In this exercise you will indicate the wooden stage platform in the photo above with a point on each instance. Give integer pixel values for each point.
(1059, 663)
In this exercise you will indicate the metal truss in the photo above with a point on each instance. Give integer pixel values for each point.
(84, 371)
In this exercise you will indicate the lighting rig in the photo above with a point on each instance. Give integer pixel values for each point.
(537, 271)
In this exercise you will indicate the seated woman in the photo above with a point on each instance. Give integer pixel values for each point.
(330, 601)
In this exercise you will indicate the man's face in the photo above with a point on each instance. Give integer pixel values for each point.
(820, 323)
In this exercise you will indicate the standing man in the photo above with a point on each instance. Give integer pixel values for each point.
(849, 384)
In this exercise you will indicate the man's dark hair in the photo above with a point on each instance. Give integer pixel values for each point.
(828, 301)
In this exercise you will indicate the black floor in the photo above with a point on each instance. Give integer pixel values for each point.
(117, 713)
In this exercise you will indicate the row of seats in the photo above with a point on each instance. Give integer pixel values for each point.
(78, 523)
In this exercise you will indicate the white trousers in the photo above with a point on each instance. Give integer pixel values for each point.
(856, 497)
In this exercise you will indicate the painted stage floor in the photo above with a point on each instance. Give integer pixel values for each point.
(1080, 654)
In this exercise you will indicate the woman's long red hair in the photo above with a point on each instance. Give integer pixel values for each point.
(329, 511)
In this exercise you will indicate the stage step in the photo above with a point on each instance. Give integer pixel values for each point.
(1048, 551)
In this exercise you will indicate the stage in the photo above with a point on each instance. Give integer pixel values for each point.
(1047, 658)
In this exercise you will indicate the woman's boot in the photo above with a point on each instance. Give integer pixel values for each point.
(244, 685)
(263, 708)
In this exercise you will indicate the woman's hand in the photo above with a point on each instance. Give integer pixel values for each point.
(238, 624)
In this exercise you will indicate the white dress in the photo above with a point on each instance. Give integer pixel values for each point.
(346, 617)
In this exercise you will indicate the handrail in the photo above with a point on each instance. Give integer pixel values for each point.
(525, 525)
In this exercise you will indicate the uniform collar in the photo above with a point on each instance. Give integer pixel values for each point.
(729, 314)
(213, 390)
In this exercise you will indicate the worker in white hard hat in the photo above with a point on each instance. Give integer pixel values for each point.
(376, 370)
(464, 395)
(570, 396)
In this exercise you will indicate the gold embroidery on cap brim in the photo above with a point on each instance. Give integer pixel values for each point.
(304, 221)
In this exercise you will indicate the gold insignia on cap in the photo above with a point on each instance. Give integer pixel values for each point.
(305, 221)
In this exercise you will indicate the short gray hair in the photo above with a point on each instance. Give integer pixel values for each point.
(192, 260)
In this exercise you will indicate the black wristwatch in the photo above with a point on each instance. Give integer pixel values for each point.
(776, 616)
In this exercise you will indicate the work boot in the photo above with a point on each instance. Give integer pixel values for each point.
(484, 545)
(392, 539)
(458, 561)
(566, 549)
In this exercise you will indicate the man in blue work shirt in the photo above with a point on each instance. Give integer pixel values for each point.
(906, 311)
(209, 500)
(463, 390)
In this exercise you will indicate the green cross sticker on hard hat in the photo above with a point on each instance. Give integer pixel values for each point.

========================================

* **DO THIS**
Copy the part of the records that opens with the line containing "In this exercise you will indicate the man in" and closes at the end of the records, keeping every line, requests included, and shift each point coordinate in the answers up by 93. Reproduce only those lines.

* **RESULT OF THIS TASK**
In this exercise you will indicate the man in blue work shirt in the photo above with a point on each instance. Give integer pixel values for each point.
(999, 404)
(302, 593)
(556, 483)
In this exercise you will indicate the green cross sticker on hard hat in the photo above with a point on each instance. Give integer pixel values for each point.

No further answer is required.